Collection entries
______________________________

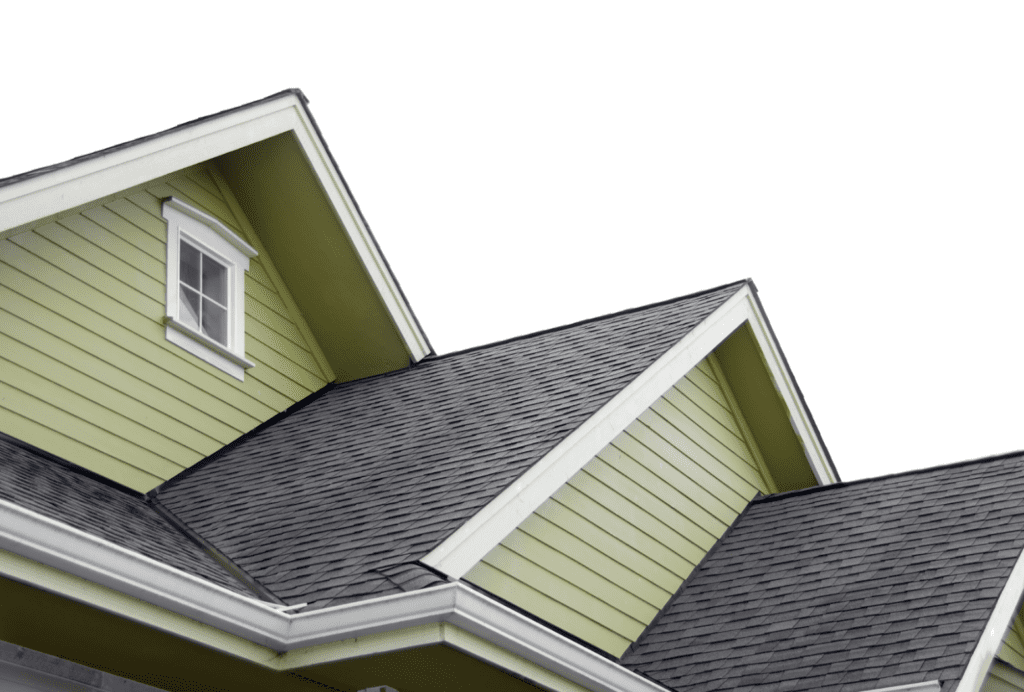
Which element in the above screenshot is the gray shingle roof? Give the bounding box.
[622,452,1024,692]
[158,283,743,608]
[0,433,253,597]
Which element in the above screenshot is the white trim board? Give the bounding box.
[0,500,666,692]
[955,552,1024,692]
[422,284,836,578]
[0,93,430,361]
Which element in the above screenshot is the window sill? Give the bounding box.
[164,315,256,381]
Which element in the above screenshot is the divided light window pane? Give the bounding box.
[179,239,227,346]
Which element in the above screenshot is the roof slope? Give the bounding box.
[622,452,1024,692]
[159,283,743,608]
[0,433,253,598]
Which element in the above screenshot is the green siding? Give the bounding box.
[981,652,1024,692]
[0,166,333,491]
[466,355,774,656]
[997,613,1024,671]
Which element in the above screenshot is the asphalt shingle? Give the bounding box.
[158,283,743,608]
[622,453,1024,692]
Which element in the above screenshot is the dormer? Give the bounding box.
[0,91,431,492]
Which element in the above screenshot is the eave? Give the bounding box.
[0,501,666,692]
[423,282,839,578]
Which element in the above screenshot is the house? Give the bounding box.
[0,91,1024,692]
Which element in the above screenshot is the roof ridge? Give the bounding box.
[419,278,753,362]
[751,449,1024,504]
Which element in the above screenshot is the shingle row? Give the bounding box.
[159,284,743,607]
[623,455,1024,692]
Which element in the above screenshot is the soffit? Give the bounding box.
[213,132,412,382]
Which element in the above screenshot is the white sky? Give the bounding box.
[0,0,1024,480]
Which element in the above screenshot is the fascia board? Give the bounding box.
[0,93,430,361]
[0,94,300,233]
[445,583,667,692]
[422,284,835,578]
[0,500,666,692]
[954,551,1024,692]
[0,500,288,650]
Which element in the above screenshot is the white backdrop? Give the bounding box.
[0,0,1024,479]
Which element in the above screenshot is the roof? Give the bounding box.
[622,452,1024,692]
[157,282,745,608]
[0,89,309,187]
[0,433,253,598]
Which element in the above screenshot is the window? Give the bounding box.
[163,198,256,380]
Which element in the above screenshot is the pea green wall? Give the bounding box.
[981,660,1024,692]
[997,613,1024,671]
[0,165,334,491]
[465,354,775,656]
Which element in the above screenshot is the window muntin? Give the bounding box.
[178,236,228,346]
[163,198,256,380]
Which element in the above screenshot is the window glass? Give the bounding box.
[203,255,227,306]
[179,243,202,291]
[181,286,200,332]
[178,239,233,346]
[203,298,227,346]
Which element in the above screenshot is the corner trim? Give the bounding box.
[421,283,835,578]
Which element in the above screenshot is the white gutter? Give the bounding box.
[0,500,666,692]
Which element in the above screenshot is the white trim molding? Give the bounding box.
[955,552,1024,692]
[0,500,666,692]
[162,197,257,381]
[0,92,430,362]
[423,284,836,578]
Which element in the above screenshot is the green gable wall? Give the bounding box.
[0,166,334,491]
[465,354,775,656]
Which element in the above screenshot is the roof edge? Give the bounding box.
[429,278,754,360]
[751,449,1024,503]
[0,501,667,692]
[952,540,1024,692]
[0,88,309,187]
[421,280,833,578]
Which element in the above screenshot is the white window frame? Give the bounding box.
[162,197,257,381]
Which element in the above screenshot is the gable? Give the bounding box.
[0,165,333,491]
[622,453,1024,692]
[0,90,432,380]
[464,353,775,656]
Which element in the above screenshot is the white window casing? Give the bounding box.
[163,197,257,380]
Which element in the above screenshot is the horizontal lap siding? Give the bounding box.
[0,167,327,491]
[466,356,770,656]
[997,613,1024,671]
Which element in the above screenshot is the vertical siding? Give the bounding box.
[466,355,773,656]
[0,166,329,491]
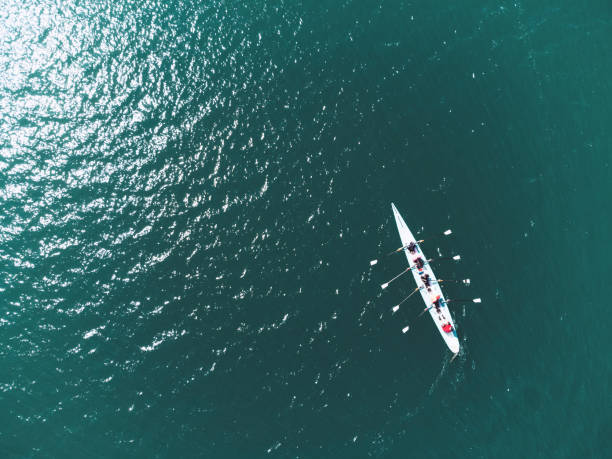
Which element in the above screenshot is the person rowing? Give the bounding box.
[414,257,425,270]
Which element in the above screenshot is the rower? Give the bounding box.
[414,257,425,270]
[432,295,440,313]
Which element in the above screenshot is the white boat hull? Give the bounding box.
[391,203,460,354]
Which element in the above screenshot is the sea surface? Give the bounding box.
[0,0,612,459]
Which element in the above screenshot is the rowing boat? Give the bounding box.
[391,203,460,354]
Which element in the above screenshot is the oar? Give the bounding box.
[446,298,482,303]
[370,228,453,266]
[417,298,482,317]
[392,287,423,313]
[438,279,470,285]
[438,255,461,261]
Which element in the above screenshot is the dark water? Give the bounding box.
[0,0,612,458]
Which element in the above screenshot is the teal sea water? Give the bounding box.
[0,0,612,458]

______________________________

Repeat every line of the records above word for word, leaving out the pictures.

> _Final result_
Which element in the above screenshot is the gray shingle roof? Give the bounding box.
[622,452,1024,692]
[158,283,743,608]
[0,433,253,597]
Which element in the above screenshot is the white trim board? Give the bounding box.
[0,500,666,692]
[955,552,1024,692]
[422,284,836,578]
[0,93,430,361]
Which element in the above screenshot is the window sill? Give the bounding box.
[164,315,256,381]
Which element in the above screenshot is the divided light window pane? Give the bounding box.
[179,239,227,346]
Which element in the above screenshot is the roof slope? Give the bounding box.
[622,452,1024,692]
[159,283,743,608]
[0,433,253,598]
Which element in the above screenshot is the green siding? Give the bounding box.
[981,652,1024,692]
[0,166,333,491]
[466,355,774,656]
[997,613,1024,671]
Which element in the above screenshot is the asphalt shingle? Give the bounding box.
[158,283,743,608]
[622,453,1024,692]
Which element in the above screenshot is the dormer? Give the bounding box.
[0,91,431,492]
Which element in the above screenshot is the eave? Give the bounding box.
[0,501,666,692]
[423,282,839,578]
Which element in the above screenshot is the house? Give the bounding box.
[0,91,1024,692]
Which element in the above screenshot is the roof ridge? Give the bounding box.
[419,278,753,362]
[751,449,1024,504]
Which element in the above screenshot is the shingle row? Give the bounding box.
[159,284,743,607]
[623,455,1024,692]
Which element in the above screenshot is the soffit? Give the bounding box.
[213,132,412,382]
Which element in the above screenshot is the white sky? Give the bounding box.
[0,0,1024,480]
Which element in the above screenshot is the fascia board? Give the bounding box.
[0,93,430,361]
[0,94,300,233]
[445,583,667,692]
[422,284,835,578]
[0,500,666,692]
[954,551,1024,692]
[0,500,288,650]
Which element in the above screenshot is the white backdrop? Give the bounding box.
[0,0,1024,479]
Which element in the above screenshot is the roof? Give the bounding box.
[622,452,1024,692]
[157,282,745,608]
[0,89,309,187]
[0,433,253,598]
Which element in the above screenshot is the window? Give the bounding box.
[163,198,256,380]
Which element in the above screenshot is the pea green wall? Give the bounding box.
[981,660,1024,692]
[997,613,1024,671]
[0,165,334,491]
[465,354,775,656]
Which element in the above screenshot is the window muntin? Give the bounding box.
[178,236,228,346]
[163,198,256,380]
Which element in the above screenshot is the window glass? Give the bounding box.
[203,255,227,306]
[179,243,202,291]
[181,286,200,332]
[178,239,233,346]
[203,298,227,346]
Which element in the above screenshot is the corner trim? Give the bounding box.
[421,283,835,578]
Which element in the above screenshot is the white gutter? Give the bounding box.
[0,500,666,692]
Which element in the above screenshot is the white trim molding? Give the bounding box.
[955,552,1024,692]
[0,500,666,692]
[162,197,257,381]
[0,92,430,362]
[423,284,836,578]
Which element in the above screenshot is the green gable wall? Give the bounding box.
[0,166,334,491]
[465,354,775,656]
Which element in the above screenshot is the roof edge? Give the bounding box.
[429,278,754,360]
[751,449,1024,503]
[0,501,667,692]
[952,540,1024,692]
[0,88,309,187]
[421,280,833,578]
Which element in the above screenshot is the white window frame? Give the bounding box.
[162,197,257,381]
Which element in the above screenshot is the gable? Give the bounding box.
[0,165,333,491]
[622,453,1024,692]
[0,90,432,380]
[464,353,775,656]
Which element in the above screenshot is the white window casing? Give the bounding box.
[163,197,257,380]
Which element in the above screenshot is the horizontal lap siding? Give the bounding box.
[0,167,327,491]
[466,356,770,656]
[997,613,1024,671]
Which element in the above screenshot is the vertical siding? Give the bounding box.
[466,355,773,656]
[0,166,329,491]
Which element in the above screenshot is the person rowing? Give the bounding box.
[414,257,425,270]
Which element in the above screenshot is the rower? Give the bounding box.
[414,257,425,270]
[432,295,440,313]
Which element in the above screenshot is the white boat hull? Give the bounding box.
[391,203,460,354]
Which element in the above screenshot is the sea surface? Give the bounding box.
[0,0,612,459]
Which element in the above screenshot is the rowing boat? Give the bounding box.
[391,203,460,354]
Which element in the above screenshot is the oar? Give the bounding box.
[446,298,482,303]
[370,228,453,266]
[417,298,482,317]
[392,287,423,313]
[438,279,470,285]
[438,255,461,261]
Which element in the above screenshot is the dark water? Give the bounding box.
[0,0,612,458]
Which element in the above screenshot is the teal sea water? Give the bounding box.
[0,0,612,458]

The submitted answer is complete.